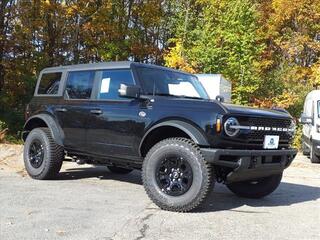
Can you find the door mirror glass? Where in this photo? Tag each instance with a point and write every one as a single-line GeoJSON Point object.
{"type": "Point", "coordinates": [220, 98]}
{"type": "Point", "coordinates": [304, 119]}
{"type": "Point", "coordinates": [129, 91]}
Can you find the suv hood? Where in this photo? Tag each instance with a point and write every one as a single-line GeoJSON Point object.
{"type": "Point", "coordinates": [242, 110]}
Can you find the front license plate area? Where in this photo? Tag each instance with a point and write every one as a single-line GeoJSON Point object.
{"type": "Point", "coordinates": [271, 142]}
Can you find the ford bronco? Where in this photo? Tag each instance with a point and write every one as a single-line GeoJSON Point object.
{"type": "Point", "coordinates": [137, 116]}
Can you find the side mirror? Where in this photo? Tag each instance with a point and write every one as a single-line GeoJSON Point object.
{"type": "Point", "coordinates": [304, 119]}
{"type": "Point", "coordinates": [220, 98]}
{"type": "Point", "coordinates": [129, 91]}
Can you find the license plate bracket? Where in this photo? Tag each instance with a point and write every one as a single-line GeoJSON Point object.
{"type": "Point", "coordinates": [271, 142]}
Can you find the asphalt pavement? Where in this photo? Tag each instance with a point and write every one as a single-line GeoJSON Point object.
{"type": "Point", "coordinates": [88, 202]}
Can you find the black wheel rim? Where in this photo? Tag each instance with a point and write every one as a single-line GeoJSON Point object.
{"type": "Point", "coordinates": [36, 153]}
{"type": "Point", "coordinates": [174, 175]}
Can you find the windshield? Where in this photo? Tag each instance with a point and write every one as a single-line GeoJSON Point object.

> Task directions
Render every line of the entries above as a numbered list, skipping blank lines and leaving out the pictures.

> Output
1. Can you find the door mirror glass? Where in this photo? Tag each instance with a point and write every one as a single-line GeoJSON Point object.
2. {"type": "Point", "coordinates": [220, 98]}
3. {"type": "Point", "coordinates": [304, 119]}
4. {"type": "Point", "coordinates": [129, 91]}
5. Can you find the suv hood? Where in this photo? Tag each instance with a point and write every one as a single-line GeoJSON Point object.
6. {"type": "Point", "coordinates": [242, 110]}
7. Can you find the front license plate area? Where in this photo? Tag each instance with a point and write every one as a single-line GeoJSON Point object.
8. {"type": "Point", "coordinates": [271, 142]}
9. Can you find the ford bronco? Where in this photo? Tag each instance with a point and write every one as a single-line GeoJSON Point object.
10. {"type": "Point", "coordinates": [137, 116]}
11. Can you find the side mirror? Where in this photo? Tag each instance with a point and write every one as a single-line GeoJSON Point object.
12. {"type": "Point", "coordinates": [304, 119]}
13. {"type": "Point", "coordinates": [220, 98]}
14. {"type": "Point", "coordinates": [129, 91]}
15. Can you find the license plate bracket? Where in this photo? Tag each instance with a point and write every one as a single-line GeoJSON Point object.
16. {"type": "Point", "coordinates": [271, 142]}
17. Can you find the asphalt pavement? Where in this photo? Tag each instance with a point and write every one as a single-line GeoJSON Point object.
18. {"type": "Point", "coordinates": [88, 202]}
19. Can you find the black wheel rim? Where in this photo? Tag each instance with a point and write every one as a single-line GeoJSON Point object.
20. {"type": "Point", "coordinates": [36, 153]}
21. {"type": "Point", "coordinates": [174, 175]}
22. Can you find the windshield? Where in this photo? Tag each instance with a point and write every one as a single-line GeoJSON Point object.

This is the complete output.